PAGE EXCERPT section start
Basie_facadeImg_0470The facade of the small building next door to the theater was the last piece to go; now there’s just a hole in the ground. (Facade photo courtesy of Wendy Spencer)

A small, ivy-swaddled office building that stood next door to the Count Basie Theatre was demolished last week. In its place will rise… well, nobody knows yet, apparently.

Near-term, the lot at 95 Monmouth Street will be used as a staging area for construction equipment and materials during a planned four-month interior renovation of the theater, scheduled to begin June 30. After that, the lot is likely to remain empty for at least the next three years.

Basie CEO Numa Saisselin tells redbankgreen that’s how long the theater has to decide if it wants, and can afford, to acquire the lot from a group of angels who bought it simply to keep anyone other than the Basie owning it.

According to Saisselin, “four or five” members of the board of the Count Basie Foundation got together and bought the site for $2.1 million.

Basie officials knew the property was for sale, but the theater didn’t have the financial wherewithal to buy it, Saisselin says. Some forward-thinking board members, however, saw a missed opportunity waiting to happen if they didn’t act.

“They said, ‘we’re going to regret this someday'” if the theater doesn’t acquire the property, Saisselin says. So they arranged to buy it themselves under the rubric of Friends of the Basie.

And even though there’s no formal agreement between the group and the theater, and the group can sell the parcel at any time, the Friends group has given the Basie “a reasonable deadline” to decide if and how if might take the property off their hands, at cost, Saisselin says.

“It’s purely out of the goodness of their hearts,” he says. “This gives us time to figure out if we want it.”

He said the building was “on its last legs” and ready to be torn down anyway. Now, the site will be used by trailers and other vehicles during the renovation project. A hole will be cut into the theater’s east wall to give contractors direct access to the lobby, he says.

Saisselin referred us for further details about the transaction to foundation board member Stephen Cutler, who did not respond to our phone calls.

Monmouth County records show the property was mortgaged in January by Trebies Inc. of Rumson for $2.15 million. Friends of the Basie is identified as the sole shareholder of Trebies, and Cutler is named as manager of Friends of the Basie.

The sellers were members of the Seibert family who held it through Trebies — Seibert spelled backwards. Jane Seibert of Little Silver says the family bought it about 50 years ago as a place where her mother, Dr. Helen Greenleaf, could practice internal medicine and have dedicated parking for her patients. The site had about 20 parking spaces out back, she says.

There’s also a 10-foot-wide right of way to Maple Avenue, just south of Buona Sera Ristorante.

The building had been vacant since Dr. Greenleaf closed her practice in 2000, Seibert says.

The building dated back to about 1923, she says, which would make it three years older than the Basie (originally known as the Carlton Theatre). It was built and used as an office by Tuller Construction Co., a heavy construction outfit, until her family acquired it, Seibert says.

The Basie foundation helps raise money for the theater, which gets only about half its operating budget from ticket sales. As one might expect, its board includes some local luminaries, including singer Patti Scialfa Springsteen; Wall Street billionaire Mickey Gooch; and former Red Bank Mayor Ed McKenna.

Scialfa’s husband, Bruce Springsteen, and his band last month played a benefit show at the theater that raised some $3 million for the gut job.
PAGE EXCERPT section end
EXERCISE DATA section start
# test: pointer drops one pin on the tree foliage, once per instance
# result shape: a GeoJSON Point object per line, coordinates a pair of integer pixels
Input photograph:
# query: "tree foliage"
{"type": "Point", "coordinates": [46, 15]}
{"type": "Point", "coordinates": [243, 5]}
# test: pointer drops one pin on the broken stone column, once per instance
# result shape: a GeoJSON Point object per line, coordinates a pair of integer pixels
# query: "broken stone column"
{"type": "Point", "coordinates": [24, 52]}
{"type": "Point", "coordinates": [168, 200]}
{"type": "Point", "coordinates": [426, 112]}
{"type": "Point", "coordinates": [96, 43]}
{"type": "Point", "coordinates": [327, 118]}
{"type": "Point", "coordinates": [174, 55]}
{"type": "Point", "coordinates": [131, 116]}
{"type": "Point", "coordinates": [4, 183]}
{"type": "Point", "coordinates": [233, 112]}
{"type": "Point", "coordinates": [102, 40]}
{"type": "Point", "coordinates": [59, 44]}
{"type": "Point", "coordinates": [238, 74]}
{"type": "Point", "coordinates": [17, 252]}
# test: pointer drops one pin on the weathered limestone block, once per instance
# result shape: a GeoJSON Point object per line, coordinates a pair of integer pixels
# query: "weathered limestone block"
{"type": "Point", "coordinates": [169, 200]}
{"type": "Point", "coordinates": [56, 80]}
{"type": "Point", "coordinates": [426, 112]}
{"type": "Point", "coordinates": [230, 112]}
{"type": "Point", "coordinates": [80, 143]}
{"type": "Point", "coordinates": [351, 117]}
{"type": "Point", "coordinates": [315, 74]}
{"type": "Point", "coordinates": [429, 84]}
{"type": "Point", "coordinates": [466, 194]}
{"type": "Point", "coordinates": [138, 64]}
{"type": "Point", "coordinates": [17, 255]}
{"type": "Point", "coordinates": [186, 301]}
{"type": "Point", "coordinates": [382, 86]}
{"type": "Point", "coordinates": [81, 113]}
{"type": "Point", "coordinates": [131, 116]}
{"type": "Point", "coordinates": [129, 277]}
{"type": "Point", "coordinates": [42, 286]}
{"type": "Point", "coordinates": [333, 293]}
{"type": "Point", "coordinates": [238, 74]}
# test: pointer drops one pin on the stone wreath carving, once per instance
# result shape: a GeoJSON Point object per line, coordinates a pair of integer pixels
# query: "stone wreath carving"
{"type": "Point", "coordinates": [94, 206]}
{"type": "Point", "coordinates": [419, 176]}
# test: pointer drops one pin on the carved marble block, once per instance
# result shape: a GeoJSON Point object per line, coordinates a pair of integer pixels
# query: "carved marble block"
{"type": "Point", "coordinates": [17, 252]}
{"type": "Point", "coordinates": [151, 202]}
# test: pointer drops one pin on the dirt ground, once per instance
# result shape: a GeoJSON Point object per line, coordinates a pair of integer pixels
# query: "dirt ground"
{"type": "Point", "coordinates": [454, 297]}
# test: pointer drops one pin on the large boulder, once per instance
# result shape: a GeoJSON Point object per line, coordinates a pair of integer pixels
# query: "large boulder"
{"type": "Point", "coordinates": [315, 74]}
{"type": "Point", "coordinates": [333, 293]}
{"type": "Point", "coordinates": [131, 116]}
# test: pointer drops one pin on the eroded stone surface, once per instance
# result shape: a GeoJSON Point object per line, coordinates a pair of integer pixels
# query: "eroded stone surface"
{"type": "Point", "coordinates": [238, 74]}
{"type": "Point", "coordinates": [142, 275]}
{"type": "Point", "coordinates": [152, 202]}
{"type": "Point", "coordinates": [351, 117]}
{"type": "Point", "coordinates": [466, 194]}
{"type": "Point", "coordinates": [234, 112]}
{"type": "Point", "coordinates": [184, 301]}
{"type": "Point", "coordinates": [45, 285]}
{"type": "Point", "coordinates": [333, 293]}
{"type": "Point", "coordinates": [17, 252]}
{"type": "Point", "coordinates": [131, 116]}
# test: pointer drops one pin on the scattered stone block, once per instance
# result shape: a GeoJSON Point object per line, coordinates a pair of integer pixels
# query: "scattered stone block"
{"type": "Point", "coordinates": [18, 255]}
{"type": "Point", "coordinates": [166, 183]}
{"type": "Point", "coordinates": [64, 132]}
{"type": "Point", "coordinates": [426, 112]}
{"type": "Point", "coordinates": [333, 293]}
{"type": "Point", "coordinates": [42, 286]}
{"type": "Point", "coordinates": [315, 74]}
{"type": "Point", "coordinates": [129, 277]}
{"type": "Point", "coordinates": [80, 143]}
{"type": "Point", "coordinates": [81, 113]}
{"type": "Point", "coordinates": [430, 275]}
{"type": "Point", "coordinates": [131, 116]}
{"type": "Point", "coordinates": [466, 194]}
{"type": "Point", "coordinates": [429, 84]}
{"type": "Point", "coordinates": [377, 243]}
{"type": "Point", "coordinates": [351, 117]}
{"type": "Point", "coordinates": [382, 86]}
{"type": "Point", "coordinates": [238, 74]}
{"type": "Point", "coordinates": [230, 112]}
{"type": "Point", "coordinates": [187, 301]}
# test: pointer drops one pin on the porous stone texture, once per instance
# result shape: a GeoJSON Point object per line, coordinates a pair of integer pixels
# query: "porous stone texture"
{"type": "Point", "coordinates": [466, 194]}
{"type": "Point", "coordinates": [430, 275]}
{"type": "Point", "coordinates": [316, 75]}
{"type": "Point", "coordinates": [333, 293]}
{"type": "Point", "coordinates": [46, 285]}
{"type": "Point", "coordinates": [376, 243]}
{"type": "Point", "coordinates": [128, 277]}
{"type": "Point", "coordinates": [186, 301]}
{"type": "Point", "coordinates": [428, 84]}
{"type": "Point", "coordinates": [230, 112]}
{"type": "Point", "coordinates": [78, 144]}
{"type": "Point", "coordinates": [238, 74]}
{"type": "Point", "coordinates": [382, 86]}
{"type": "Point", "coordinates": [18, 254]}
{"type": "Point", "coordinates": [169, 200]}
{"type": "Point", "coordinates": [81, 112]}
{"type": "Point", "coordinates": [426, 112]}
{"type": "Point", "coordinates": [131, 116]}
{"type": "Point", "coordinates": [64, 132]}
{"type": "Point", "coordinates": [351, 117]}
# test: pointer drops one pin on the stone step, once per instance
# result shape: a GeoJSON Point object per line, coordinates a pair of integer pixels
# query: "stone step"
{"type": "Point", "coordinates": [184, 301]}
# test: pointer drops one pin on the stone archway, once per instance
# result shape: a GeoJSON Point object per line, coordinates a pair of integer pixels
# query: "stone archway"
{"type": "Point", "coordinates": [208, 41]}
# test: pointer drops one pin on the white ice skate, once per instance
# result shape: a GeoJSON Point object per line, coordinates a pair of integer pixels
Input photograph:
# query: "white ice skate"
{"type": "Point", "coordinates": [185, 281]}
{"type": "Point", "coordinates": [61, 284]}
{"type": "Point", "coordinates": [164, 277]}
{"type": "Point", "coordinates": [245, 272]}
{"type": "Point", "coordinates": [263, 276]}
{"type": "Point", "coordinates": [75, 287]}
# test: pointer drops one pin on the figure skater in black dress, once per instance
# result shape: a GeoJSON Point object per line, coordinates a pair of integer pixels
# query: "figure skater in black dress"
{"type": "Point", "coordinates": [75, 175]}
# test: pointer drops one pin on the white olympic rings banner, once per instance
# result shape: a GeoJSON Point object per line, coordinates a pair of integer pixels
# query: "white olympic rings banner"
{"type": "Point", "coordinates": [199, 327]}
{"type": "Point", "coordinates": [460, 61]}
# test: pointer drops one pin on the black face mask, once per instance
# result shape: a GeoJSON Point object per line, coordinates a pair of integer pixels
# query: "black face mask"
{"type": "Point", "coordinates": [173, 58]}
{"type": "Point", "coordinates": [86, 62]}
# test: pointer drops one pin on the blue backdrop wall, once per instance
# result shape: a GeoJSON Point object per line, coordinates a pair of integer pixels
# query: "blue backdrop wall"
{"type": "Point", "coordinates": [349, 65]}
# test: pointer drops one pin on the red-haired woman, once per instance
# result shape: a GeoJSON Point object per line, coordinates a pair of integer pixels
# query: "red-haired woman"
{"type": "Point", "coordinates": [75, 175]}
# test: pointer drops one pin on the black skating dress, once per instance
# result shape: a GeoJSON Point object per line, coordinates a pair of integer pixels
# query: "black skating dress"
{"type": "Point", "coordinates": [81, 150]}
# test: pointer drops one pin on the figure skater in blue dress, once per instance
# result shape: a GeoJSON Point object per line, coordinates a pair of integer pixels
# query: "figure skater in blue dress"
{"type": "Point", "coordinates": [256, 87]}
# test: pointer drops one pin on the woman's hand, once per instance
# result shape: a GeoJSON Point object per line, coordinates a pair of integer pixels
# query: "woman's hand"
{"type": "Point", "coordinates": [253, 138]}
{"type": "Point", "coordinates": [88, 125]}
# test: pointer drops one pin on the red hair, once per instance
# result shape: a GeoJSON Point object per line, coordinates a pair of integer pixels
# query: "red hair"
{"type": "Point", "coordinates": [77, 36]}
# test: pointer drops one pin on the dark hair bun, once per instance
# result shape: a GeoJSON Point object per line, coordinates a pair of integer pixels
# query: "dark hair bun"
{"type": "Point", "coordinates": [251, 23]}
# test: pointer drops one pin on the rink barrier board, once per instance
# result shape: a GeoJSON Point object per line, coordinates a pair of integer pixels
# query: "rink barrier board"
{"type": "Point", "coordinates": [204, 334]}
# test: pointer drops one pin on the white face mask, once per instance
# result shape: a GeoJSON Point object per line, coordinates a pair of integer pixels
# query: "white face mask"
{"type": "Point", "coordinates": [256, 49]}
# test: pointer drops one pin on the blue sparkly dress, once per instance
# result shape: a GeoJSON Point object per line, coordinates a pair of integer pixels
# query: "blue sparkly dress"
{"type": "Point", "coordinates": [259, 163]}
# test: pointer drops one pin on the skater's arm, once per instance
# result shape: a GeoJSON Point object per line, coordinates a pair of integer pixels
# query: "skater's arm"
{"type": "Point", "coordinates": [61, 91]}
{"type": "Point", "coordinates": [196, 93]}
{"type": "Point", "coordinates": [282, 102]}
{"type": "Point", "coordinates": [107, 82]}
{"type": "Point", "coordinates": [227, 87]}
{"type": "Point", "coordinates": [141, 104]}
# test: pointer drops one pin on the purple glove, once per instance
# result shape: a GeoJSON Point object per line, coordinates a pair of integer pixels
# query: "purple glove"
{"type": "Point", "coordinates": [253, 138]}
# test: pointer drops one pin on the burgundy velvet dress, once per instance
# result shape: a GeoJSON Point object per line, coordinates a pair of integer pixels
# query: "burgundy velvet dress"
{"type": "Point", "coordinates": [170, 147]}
EXERCISE DATA section end
### WHAT TO PRODUCE
Rewrite the article on the lot beside the Count Basie Theatre from "The sellers were" up to and including "it, Seibert says.", putting "pediatrics" in place of "internal medicine".

### WRITTEN ANSWER
The sellers were members of the Seibert family who held it through Trebies — Seibert spelled backwards. Jane Seibert of Little Silver says the family bought it about 50 years ago as a place where her mother, Dr. Helen Greenleaf, could practice pediatrics and have dedicated parking for her patients. The site had about 20 parking spaces out back, she says.

There’s also a 10-foot-wide right of way to Maple Avenue, just south of Buona Sera Ristorante.

The building had been vacant since Dr. Greenleaf closed her practice in 2000, Seibert says.

The building dated back to about 1923, she says, which would make it three years older than the Basie (originally known as the Carlton Theatre). It was built and used as an office by Tuller Construction Co., a heavy construction outfit, until her family acquired it, Seibert says.